── Recorded data

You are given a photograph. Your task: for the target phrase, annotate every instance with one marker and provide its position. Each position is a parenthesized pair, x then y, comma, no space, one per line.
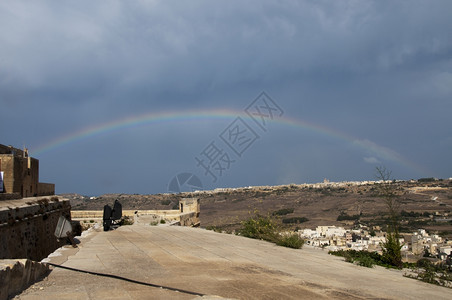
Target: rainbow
(200,115)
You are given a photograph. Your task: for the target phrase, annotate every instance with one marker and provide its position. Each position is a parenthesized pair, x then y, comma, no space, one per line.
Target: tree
(391,247)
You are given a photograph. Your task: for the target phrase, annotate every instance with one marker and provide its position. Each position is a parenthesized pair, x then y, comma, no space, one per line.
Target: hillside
(322,204)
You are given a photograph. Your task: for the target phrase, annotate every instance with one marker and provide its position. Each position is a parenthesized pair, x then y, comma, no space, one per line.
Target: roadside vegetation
(267,228)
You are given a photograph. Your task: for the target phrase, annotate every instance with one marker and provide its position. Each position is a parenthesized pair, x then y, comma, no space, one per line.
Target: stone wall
(46,189)
(9,196)
(27,227)
(17,274)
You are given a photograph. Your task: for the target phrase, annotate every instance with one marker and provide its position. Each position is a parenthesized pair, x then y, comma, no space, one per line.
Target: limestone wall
(46,189)
(27,227)
(17,274)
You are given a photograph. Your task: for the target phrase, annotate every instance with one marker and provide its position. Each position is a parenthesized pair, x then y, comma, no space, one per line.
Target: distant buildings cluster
(414,245)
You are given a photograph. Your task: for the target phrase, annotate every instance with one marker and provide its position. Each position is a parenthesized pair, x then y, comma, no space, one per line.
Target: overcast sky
(123,96)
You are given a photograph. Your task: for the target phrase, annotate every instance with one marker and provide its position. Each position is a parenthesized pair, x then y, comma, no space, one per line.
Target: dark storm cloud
(378,70)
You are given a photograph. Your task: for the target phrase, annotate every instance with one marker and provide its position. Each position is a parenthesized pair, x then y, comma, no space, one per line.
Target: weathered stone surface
(27,227)
(17,274)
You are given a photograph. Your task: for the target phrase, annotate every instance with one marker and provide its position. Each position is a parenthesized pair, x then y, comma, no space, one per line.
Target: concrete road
(188,263)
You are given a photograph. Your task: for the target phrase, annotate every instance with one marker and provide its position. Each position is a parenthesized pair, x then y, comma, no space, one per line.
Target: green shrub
(282,212)
(259,227)
(365,261)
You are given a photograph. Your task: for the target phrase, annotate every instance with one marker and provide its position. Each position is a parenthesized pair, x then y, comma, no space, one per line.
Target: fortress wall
(27,226)
(46,189)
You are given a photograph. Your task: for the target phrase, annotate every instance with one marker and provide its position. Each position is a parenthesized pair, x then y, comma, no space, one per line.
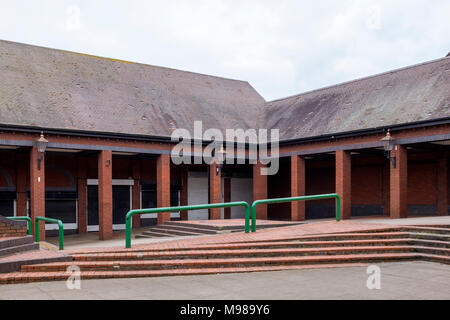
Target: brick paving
(289,232)
(312,245)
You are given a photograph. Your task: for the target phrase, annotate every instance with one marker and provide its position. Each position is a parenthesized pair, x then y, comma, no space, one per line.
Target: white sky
(281,47)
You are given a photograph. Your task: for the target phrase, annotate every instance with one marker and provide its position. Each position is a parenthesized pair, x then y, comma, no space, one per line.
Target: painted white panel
(197,194)
(241,190)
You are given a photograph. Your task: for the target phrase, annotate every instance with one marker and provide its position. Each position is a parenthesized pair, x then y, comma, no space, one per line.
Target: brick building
(108,125)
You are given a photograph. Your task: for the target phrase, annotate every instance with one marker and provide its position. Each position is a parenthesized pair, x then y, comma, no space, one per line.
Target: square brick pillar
(37,190)
(215,192)
(399,183)
(82,195)
(184,215)
(22,174)
(344,182)
(163,186)
(259,190)
(297,187)
(386,188)
(227,196)
(136,191)
(442,207)
(105,202)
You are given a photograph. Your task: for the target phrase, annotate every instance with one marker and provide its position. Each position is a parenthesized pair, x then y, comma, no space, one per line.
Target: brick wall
(9,228)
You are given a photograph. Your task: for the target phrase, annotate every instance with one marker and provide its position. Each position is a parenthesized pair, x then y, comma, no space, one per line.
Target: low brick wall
(11,228)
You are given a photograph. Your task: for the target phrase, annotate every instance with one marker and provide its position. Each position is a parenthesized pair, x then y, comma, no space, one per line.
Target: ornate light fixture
(389,143)
(219,158)
(41,145)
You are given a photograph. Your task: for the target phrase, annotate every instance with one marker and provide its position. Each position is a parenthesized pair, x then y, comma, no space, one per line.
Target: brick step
(186,228)
(429,236)
(153,234)
(275,245)
(428,230)
(26,277)
(360,236)
(240,253)
(15,241)
(221,263)
(14,262)
(446,226)
(19,248)
(205,226)
(338,237)
(233,228)
(163,230)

────

* Activity
Each entry is to be returned precisely as it appears, but the pictures are to be dropped.

* Task answer
You are given a photograph. Your task: for the target phrase, annotate every instance with one marker and provide its position. Each position is a parenthesized pair, x then y, comma, no space, one per line.
Target: rainbow
(200,115)
You are given a photograph. Your task: for the target phrase, annotate every instance with one marker and provide its position. Each position is a parenthesized pair, x then y, comma, no space, one per line.
Target: tree
(391,247)
You are given a photograph. Your task: for the target phrase, annotate every instance with one marker and provide its position. Each position is a parenthesized pair, x then y, comma, no space, one per line.
Target: hillside
(322,204)
You are given a photograph. Your task: for the target phrase, annotate every instance with one marker and provide its position. Each position is a parenthesized pair, x then y, comma, no space, one per line.
Target: roadside vegetation
(267,228)
You are given a photograph. Your task: for the target phrase, annotate every instance with one marker and provide its position. Each position is a parenthesized pair, x then y, comma, no space, one per line.
Target: stone wall
(46,189)
(9,196)
(27,227)
(17,274)
You are given a photograph. Your task: for the target phrase, annotate every instance with one marker and provide its position. Each position is a parenthesized pair, x then y, comma, no space, one per line.
Target: limestone wall
(46,189)
(27,227)
(17,274)
You are given a photograph. Your task: for the target phrase, annotate every instance with one marker and provide its position. Each position is a parenthesized pair, x then y, comma, no space, one per line.
Target: distant buildings cluster
(414,245)
You are given a photograph. Your task: for the target phrase, annotate every instance with one marker and provide its position. Each position is a parenthesized pair, x then y, comma, no space, one per line.
Target: overcast sky
(123,96)
You are given a photograph. Your task: for the target phrase, annotate every instance with one marker and provide its position. Each position is a parenthesized pair, x then y, comma, no space, one per line.
Target: dark storm cloud
(378,70)
You are given a photograph. Your task: for the target phrase, annotate every instance with one marker and provide its position. Each position is a parenthesized pair, x then y, comma, no space, one per line.
Target: weathered stone surface
(27,227)
(17,274)
You are given a photograph. Your task: for the target phrase, annotate every instance with one marker and provide its position. Each position is a parenthesized pair, x then y, comma, no space, one per line.
Target: concrete road
(188,263)
You are given a photograph. Your task: for the target phrase, annotate every instance with one marker and provide its position. Each position is a parenthesized pair, x then y, comma, no space, one per line.
Target: green shrub
(282,212)
(259,227)
(365,261)
You are given a photograph. Your task: for the target phrase, annotate every instance with one marker and provide its position. Each position is a parenthesized pair, x then y, comma, no space, one per line.
Target: fortress wall
(27,226)
(46,189)
You are given a photograph. Your task: for the target phrase, annotate every instance with one marker and provide its position. Each position is a parenthesized pair, x then y, comma, no space, one per line.
Target: brick paving
(289,232)
(312,245)
You are given a photograph. Your task: for the target phrase, annotate every instance with one marker and provide its position. Each position is a parenthesized pair, x then y, comma, no space, one per line.
Target: white sky
(281,47)
You are given a photograph. Your task: for the target phrase, annotate every instance with one marker and provide its position. Each position is a parenthesized pair, x then y, comma, no space, one per line.
Target: painted white panel
(197,194)
(241,190)
You are given a photograph. Your task: for the target phrase, annotate every instance with one marker and provide its position. Each position is a parenthesized pair, x then y, comma, no space, one per line.
Target: brick building
(108,125)
You are given a photograph. Your task: for the target phrase, annotate every instance with one marker and provide its position. Each position is a parenthesized pair, x then y, comma, no space, one per line.
Target: square brick pillar
(37,190)
(215,192)
(399,183)
(82,195)
(184,215)
(22,174)
(344,182)
(163,186)
(259,190)
(297,187)
(386,188)
(227,196)
(136,191)
(442,207)
(105,202)
You are given a photograph. Your task: for the target phrase, annotate every instance with one marker and provide its position. Each position is a parenthesized pair, x then y, comma, no space, one per line.
Target: brick wall
(9,228)
You are given a photograph. Your task: for the target phrase, annotate every instance with one marker and provide its position. Each position is a parenthesized pair, x then y, comma, no space, one per line.
Target: low brick wall
(11,228)
You are given a photograph. Your task: for the target phrase, annotate every instance with one marker and provide its position. Each position is a parenthesized pair, x then y, comma, no space, one per line.
Target: ornate light fixture
(389,143)
(219,158)
(41,145)
You are given a photograph. Your task: for the target phrase, annotate every instance with one marker and provide its position. Each position is a parenthesized pair, x then y, comma, no space, one per line.
Target: brick step
(186,228)
(429,236)
(153,234)
(275,245)
(428,230)
(26,277)
(360,236)
(240,253)
(15,241)
(221,263)
(14,262)
(446,226)
(19,248)
(205,226)
(338,237)
(233,228)
(163,230)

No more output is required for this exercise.